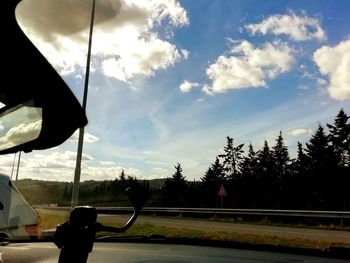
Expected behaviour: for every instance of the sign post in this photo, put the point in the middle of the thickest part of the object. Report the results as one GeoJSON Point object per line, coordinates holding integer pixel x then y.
{"type": "Point", "coordinates": [222, 193]}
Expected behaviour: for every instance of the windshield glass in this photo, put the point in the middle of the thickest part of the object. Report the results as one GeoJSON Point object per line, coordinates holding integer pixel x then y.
{"type": "Point", "coordinates": [211, 105]}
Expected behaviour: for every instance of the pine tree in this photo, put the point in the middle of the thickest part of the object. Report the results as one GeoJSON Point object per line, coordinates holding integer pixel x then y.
{"type": "Point", "coordinates": [211, 182]}
{"type": "Point", "coordinates": [232, 158]}
{"type": "Point", "coordinates": [280, 156]}
{"type": "Point", "coordinates": [265, 179]}
{"type": "Point", "coordinates": [323, 170]}
{"type": "Point", "coordinates": [175, 188]}
{"type": "Point", "coordinates": [340, 138]}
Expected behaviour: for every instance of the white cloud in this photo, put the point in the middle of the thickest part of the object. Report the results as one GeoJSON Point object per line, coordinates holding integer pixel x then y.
{"type": "Point", "coordinates": [334, 64]}
{"type": "Point", "coordinates": [20, 134]}
{"type": "Point", "coordinates": [300, 132]}
{"type": "Point", "coordinates": [88, 138]}
{"type": "Point", "coordinates": [186, 86]}
{"type": "Point", "coordinates": [125, 44]}
{"type": "Point", "coordinates": [249, 66]}
{"type": "Point", "coordinates": [107, 163]}
{"type": "Point", "coordinates": [298, 28]}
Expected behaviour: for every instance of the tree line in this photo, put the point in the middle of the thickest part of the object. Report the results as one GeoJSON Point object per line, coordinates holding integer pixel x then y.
{"type": "Point", "coordinates": [318, 178]}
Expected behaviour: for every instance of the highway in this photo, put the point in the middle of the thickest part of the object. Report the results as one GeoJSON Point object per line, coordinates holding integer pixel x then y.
{"type": "Point", "coordinates": [276, 231]}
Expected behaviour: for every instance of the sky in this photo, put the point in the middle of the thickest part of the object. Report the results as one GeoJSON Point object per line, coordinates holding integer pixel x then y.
{"type": "Point", "coordinates": [171, 79]}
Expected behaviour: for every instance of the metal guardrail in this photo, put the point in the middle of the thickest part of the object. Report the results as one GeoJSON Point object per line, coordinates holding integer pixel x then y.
{"type": "Point", "coordinates": [221, 212]}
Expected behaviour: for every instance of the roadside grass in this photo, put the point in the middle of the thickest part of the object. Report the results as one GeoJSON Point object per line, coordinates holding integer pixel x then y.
{"type": "Point", "coordinates": [50, 221]}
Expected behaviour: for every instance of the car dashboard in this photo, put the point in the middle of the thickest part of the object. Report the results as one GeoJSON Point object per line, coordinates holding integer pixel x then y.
{"type": "Point", "coordinates": [126, 252]}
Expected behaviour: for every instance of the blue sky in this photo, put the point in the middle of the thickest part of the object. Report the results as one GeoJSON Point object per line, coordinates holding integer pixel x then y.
{"type": "Point", "coordinates": [171, 79]}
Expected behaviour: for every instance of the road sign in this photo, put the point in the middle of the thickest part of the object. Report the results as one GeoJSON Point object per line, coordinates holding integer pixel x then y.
{"type": "Point", "coordinates": [222, 191]}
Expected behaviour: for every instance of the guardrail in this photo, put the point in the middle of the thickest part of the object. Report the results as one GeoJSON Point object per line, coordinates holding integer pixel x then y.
{"type": "Point", "coordinates": [299, 216]}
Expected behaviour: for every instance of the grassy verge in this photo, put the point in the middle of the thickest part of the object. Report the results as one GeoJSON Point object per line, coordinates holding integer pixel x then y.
{"type": "Point", "coordinates": [49, 221]}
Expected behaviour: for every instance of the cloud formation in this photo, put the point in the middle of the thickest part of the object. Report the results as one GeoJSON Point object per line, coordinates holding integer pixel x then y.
{"type": "Point", "coordinates": [126, 39]}
{"type": "Point", "coordinates": [297, 27]}
{"type": "Point", "coordinates": [334, 64]}
{"type": "Point", "coordinates": [300, 132]}
{"type": "Point", "coordinates": [186, 86]}
{"type": "Point", "coordinates": [88, 138]}
{"type": "Point", "coordinates": [248, 66]}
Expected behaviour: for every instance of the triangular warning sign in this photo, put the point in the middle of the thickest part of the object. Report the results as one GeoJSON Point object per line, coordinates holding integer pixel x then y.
{"type": "Point", "coordinates": [222, 191]}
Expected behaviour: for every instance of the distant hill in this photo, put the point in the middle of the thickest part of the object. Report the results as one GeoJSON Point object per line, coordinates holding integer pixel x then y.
====
Starting at the line that contains "Expected behaviour: for every instance of the cloud" and continuing through the end of the material, rewrite those lines as a numbered list, leaving out any blank lines.

1. Expected behaviour: for every instance of the cloud formation in this photo, put the point in the middle of the thickest part of the object. Report the results as one GeoJSON Point object per line, coordinates holding integer pixel x then y.
2. {"type": "Point", "coordinates": [126, 39]}
3. {"type": "Point", "coordinates": [297, 27]}
4. {"type": "Point", "coordinates": [334, 64]}
5. {"type": "Point", "coordinates": [300, 132]}
6. {"type": "Point", "coordinates": [186, 86]}
7. {"type": "Point", "coordinates": [88, 138]}
8. {"type": "Point", "coordinates": [248, 66]}
9. Expected behaviour: for every instance of the triangular warning sign in this photo, put the point in the middle of the thickest part of the object. Report the results as one GeoJSON Point object per line, coordinates holding integer pixel x then y.
10. {"type": "Point", "coordinates": [222, 191]}
11. Expected behaviour: for every instance of the distant hill in this photo, put the point in the middle of the thickest part of the object. Report the results as one GeoJSON Point object per line, coordinates holding integer pixel x then y.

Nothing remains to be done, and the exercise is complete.